Selected excerpt:

# UNO game



## rlkubi (Dec 7, 2009)

I bought UNO game for my new 4G IPod Touch.  The icon is now gone and when I go to ap store it says installed.  How do I get it back?


----------



## jabrennan (Sep 12, 2009)

re-install it when you sync with itunes


----------



## rlkubi (Dec 7, 2009)

I tried that and it didn't work.  It shows on Itunes but not on my Ipod Touch.  I was playing it yesterday and gone now.  It won't let me reinstall it though because it says "installed".


----------



## The Hooded Claw (Oct 12, 2009)

I'm shootin' in the dark here, but did you perhaps buy an iPad-only version?  Did it ever get installed successfully and working on your iPod?


----------



## rlkubi (Dec 7, 2009)

Yes I played it the past two days but today no Icon


----------



## rlkubi (Dec 7, 2009)

Just read it and it says for your Iphone


----------



## geko29 (Dec 23, 2008)

plug your device into your computer, select it in the left pane in itunes, then click the apps tab on the top.  Double-click the Uno app in the list on the left side, and its location on your device will be highlighted on the right side.  You or someone else probably moved it onto an empty page or into a folder.

Data rows:

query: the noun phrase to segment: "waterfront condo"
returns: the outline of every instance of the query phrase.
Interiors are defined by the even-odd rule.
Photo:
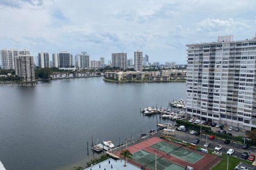
[[[256,36],[255,36],[256,37]],[[202,120],[256,128],[256,37],[186,45],[187,112]]]

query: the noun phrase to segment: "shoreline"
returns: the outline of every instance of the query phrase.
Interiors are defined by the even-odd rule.
[[[145,83],[145,82],[148,82],[148,83],[153,83],[153,82],[186,82],[186,80],[169,80],[169,81],[165,81],[165,80],[159,80],[159,81],[154,81],[154,80],[108,80],[103,79],[103,81],[107,81],[107,82],[140,82],[140,83]]]
[[[52,79],[42,79],[42,80],[53,80],[55,79],[73,79],[73,78],[90,78],[90,77],[94,77],[94,76],[103,76],[102,75],[90,75],[90,76],[71,76],[71,77],[68,77],[68,78],[52,78]],[[37,79],[38,80],[42,80],[41,79]]]
[[[31,81],[10,81],[10,82],[1,82],[0,84],[20,84],[20,83],[31,83],[38,82],[37,80]]]

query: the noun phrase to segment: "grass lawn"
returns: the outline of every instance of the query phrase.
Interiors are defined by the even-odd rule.
[[[211,169],[219,170],[219,169],[226,169],[228,162],[228,156],[226,155],[222,155],[222,160],[221,160],[219,164],[213,167]],[[235,167],[241,162],[244,162],[249,164],[252,164],[252,162],[244,159],[242,159],[234,156],[229,156],[228,158],[228,170],[233,169]]]

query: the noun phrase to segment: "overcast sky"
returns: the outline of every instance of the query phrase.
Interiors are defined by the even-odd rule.
[[[91,60],[137,49],[149,62],[186,63],[186,44],[251,39],[256,1],[0,0],[0,48],[35,56],[87,52]]]

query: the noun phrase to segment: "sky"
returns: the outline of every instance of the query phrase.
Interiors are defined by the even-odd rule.
[[[186,45],[256,31],[254,0],[0,0],[0,49],[87,52],[90,60],[113,53],[149,62],[186,64]]]

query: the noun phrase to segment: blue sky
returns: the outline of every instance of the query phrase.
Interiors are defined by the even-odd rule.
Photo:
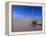
[[[19,6],[12,5],[12,12],[14,18],[32,17],[32,10],[35,18],[42,16],[42,7],[40,6]]]

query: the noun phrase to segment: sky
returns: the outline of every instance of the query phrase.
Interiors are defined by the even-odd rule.
[[[13,18],[21,18],[21,17],[31,18],[32,12],[34,18],[38,18],[38,17],[40,18],[42,16],[42,7],[12,5]]]

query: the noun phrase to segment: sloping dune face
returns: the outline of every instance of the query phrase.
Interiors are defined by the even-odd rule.
[[[30,18],[13,19],[12,31],[15,32],[15,31],[32,30],[31,21],[32,19]]]

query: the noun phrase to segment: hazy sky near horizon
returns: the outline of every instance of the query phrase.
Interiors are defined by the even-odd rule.
[[[42,16],[42,7],[40,6],[19,6],[12,5],[12,14],[14,18],[32,17],[32,12],[35,18]]]

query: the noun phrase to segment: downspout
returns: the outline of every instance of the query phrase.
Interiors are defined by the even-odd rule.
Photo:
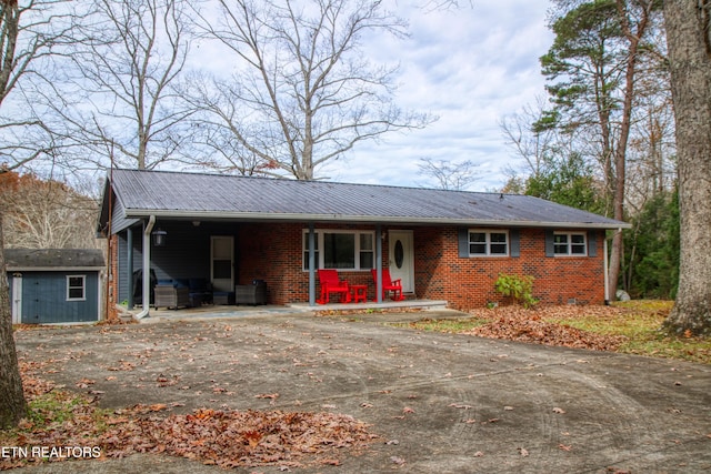
[[[309,306],[316,306],[316,233],[309,223]]]
[[[151,215],[143,229],[143,309],[136,316],[142,320],[148,316],[151,306],[151,231],[156,224],[156,216]]]
[[[622,229],[620,229],[622,231]],[[608,238],[602,239],[602,249],[603,249],[603,258],[602,258],[602,273],[604,274],[604,304],[605,306],[610,304],[610,275],[608,273],[610,263],[608,259]]]
[[[382,228],[375,225],[375,302],[382,303]]]
[[[127,309],[128,310],[133,310],[133,305],[136,304],[136,302],[133,301],[133,292],[136,291],[136,289],[133,288],[133,228],[129,228],[127,233],[126,233],[126,240],[127,240],[127,252],[126,254],[127,256],[127,262],[126,262],[126,269],[127,272],[129,274],[129,294],[128,294],[128,305]]]

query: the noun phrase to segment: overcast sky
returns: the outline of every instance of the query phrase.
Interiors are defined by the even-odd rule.
[[[463,2],[465,3],[465,2]],[[418,173],[422,158],[471,160],[480,178],[471,191],[505,182],[518,167],[500,120],[544,95],[539,58],[553,36],[545,27],[549,2],[481,0],[457,11],[402,8],[411,38],[373,44],[373,58],[399,62],[398,103],[439,115],[424,130],[389,135],[385,143],[360,144],[346,160],[322,168],[332,181],[437,186]]]

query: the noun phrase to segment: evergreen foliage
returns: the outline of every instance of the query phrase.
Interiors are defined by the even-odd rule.
[[[679,285],[679,193],[658,192],[633,218],[628,234],[629,292],[633,297],[674,299]]]

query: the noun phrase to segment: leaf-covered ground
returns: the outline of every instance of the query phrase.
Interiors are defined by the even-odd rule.
[[[179,415],[169,414],[166,404],[100,410],[89,397],[41,379],[42,365],[21,363],[30,415],[17,430],[0,432],[0,445],[59,447],[58,453],[49,453],[46,461],[50,462],[88,457],[72,455],[68,446],[96,446],[100,457],[164,453],[226,468],[278,465],[288,470],[339,465],[343,448],[357,454],[377,438],[367,424],[334,413],[202,409]],[[44,461],[0,458],[0,470],[31,462]]]
[[[561,324],[561,320],[578,317],[619,317],[624,310],[613,306],[548,306],[527,310],[501,306],[475,310],[472,316],[488,321],[465,333],[482,337],[505,339],[565,347],[615,351],[627,341],[623,335],[605,335]]]

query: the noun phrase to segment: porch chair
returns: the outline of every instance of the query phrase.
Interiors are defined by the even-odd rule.
[[[375,283],[375,289],[378,289],[378,270],[372,269],[370,271],[373,275],[373,282]],[[378,291],[378,290],[375,290]],[[391,280],[390,279],[390,270],[382,269],[382,299],[385,299],[385,292],[392,293],[390,299],[392,301],[402,301],[404,296],[402,295],[402,280]]]
[[[351,292],[348,281],[338,278],[338,271],[319,269],[319,283],[321,284],[321,297],[319,304],[327,304],[331,300],[331,293],[339,293],[342,303],[350,303]]]

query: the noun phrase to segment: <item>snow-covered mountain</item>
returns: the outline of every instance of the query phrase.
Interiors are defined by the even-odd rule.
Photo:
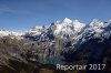
[[[0,36],[21,36],[23,33],[21,32],[14,32],[14,31],[7,31],[7,30],[1,30],[0,31]]]
[[[79,20],[65,18],[51,23],[48,28],[31,28],[22,34],[11,31],[0,31],[0,36],[7,35],[19,36],[19,39],[22,36],[26,44],[30,44],[32,48],[32,55],[37,55],[38,53],[39,59],[44,59],[44,61],[48,59],[48,62],[52,61],[54,63],[57,62],[57,60],[53,60],[54,58],[59,56],[61,59],[62,56],[67,56],[68,60],[74,55],[72,52],[81,49],[84,49],[85,52],[90,51],[98,54],[98,52],[102,52],[107,46],[110,46],[111,20],[102,22],[94,19],[89,24],[84,24]]]
[[[73,35],[80,32],[84,27],[84,23],[81,23],[78,20],[72,21],[68,18],[63,19],[62,21],[57,21],[51,25],[56,36]]]

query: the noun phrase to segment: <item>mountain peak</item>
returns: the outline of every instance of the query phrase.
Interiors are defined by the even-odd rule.
[[[64,18],[63,20],[62,20],[62,22],[72,22],[72,20],[70,20],[69,18]]]

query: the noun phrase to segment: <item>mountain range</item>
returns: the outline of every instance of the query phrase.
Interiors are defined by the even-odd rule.
[[[111,20],[94,19],[85,24],[65,18],[49,27],[33,27],[23,32],[1,30],[0,70],[13,72],[24,69],[22,66],[18,70],[17,63],[18,66],[32,63],[32,70],[40,63],[107,64],[102,73],[111,71]]]

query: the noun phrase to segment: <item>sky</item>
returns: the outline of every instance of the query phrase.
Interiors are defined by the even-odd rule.
[[[26,30],[69,18],[111,20],[111,0],[0,0],[0,30]]]

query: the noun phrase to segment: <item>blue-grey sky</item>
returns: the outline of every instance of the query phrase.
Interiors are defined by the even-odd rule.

Task requirements:
(1) Reproduce the passage of the UNO game thread word for word, everything from "Just read it" down to "into a folder.".
(2) Translate this sentence from the UNO game thread into Spanish: "You or someone else probably moved it onto an empty page or into a folder."

The answers:
(1)
Just read it and it says for your Iphone


----------



## geko29 (Dec 23, 2008)

plug your device into your computer, select it in the left pane in itunes, then click the apps tab on the top.  Double-click the Uno app in the list on the left side, and its location on your device will be highlighted on the right side.  You or someone else probably moved it onto an empty page or into a folder.

(2) Probablemente tú o alguien más lo movió a una página vacía o a una carpeta.